Check your understanding.
**1.** Rewrite the paragraph of the text on soccer and the menstrual cycle that begins "Hardcore workouts can take a toll" more briefly, keeping its main facts.
**2.** In the text on soccer and the menstrual cycle, what daily calorie reduction does research find is enough to disturb a menstrual cycle over three months?
**3.** Reproduce the passage of the text on soccer and the menstrual cycle from "On the flip" to "when exercising regularly.", word for word.

Extracted text.
As tough as it may be to play soccer with your frenemy, aka your period, it’s about time to play nice.  A regular cycle means your biological clock is synchronized, your bones are not depleted of their density, and you have enough energy to potentially carry another human being in your uterus. 

Hardcore workouts can take a toll on your menstrual cycle. Why? Because often when the soccer season intensifies there is an energy mismatch in how much you are burning and how much you’re taking in. In times of high demand, the body adapts to a low energy availability status as daily workouts take a bite out of your calorie tally. Many athletes lose their period when the season gets intense exactly because of this energy deficit. 

Energy is shunted away from bodily functions that are not required, such as ovulating and maintaining fertility, to ones of survival mode. Periods may become lighter or sometimes disappear completely. When this energy deficit occurs, the hypothalamus, the part of the brain responsible for hormone release that leads to the cascade of events culminating in a period, slows or stops the release of ovulatory hormones.

According to research, reducing calories by 500-800 per day, or keeping your intake the same while creating that same numerical daily deficit through exercise, is enough to disturb a menstrual cycle over the period of three months. 

The loss of your period also means you have less durable bone tissue. In a study, ladies with low energy availability who trained hard enough to lose their cycle were much more likely to subsequently sustain a bone stress injury. 

On the flip side, upping calories appropriately while increasing your training hours and so exercise level can actually result in better tolerance of monthly cramps. Women have actually been found to have fewer painful cramps when exercising regularly.

Source data.
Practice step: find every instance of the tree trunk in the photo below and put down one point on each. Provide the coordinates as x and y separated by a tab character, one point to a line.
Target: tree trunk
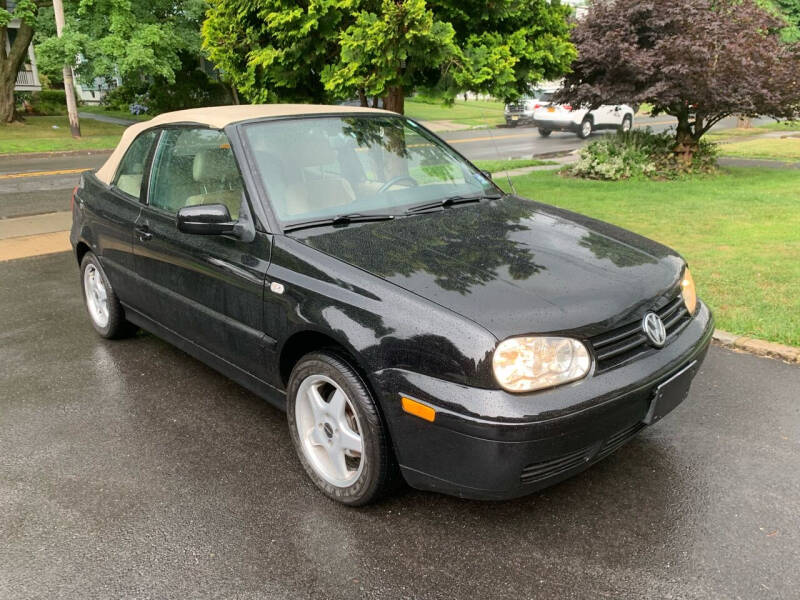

Responses per task.
**1.** Intense workouts can disrupt the menstrual cycle. As the soccer season intensifies, athletes often burn more energy than they take in, and daily workouts leave the body adapting to low energy availability. This energy deficit is why many athletes lose their period during an intense season.

**2.** Reducing calories by 500-800 per day.

**3.**
On the flip side, upping calories appropriately while increasing your training hours and so exercise level can actually result in better tolerance of monthly cramps. Women have actually been found to have fewer painful cramps when exercising regularly.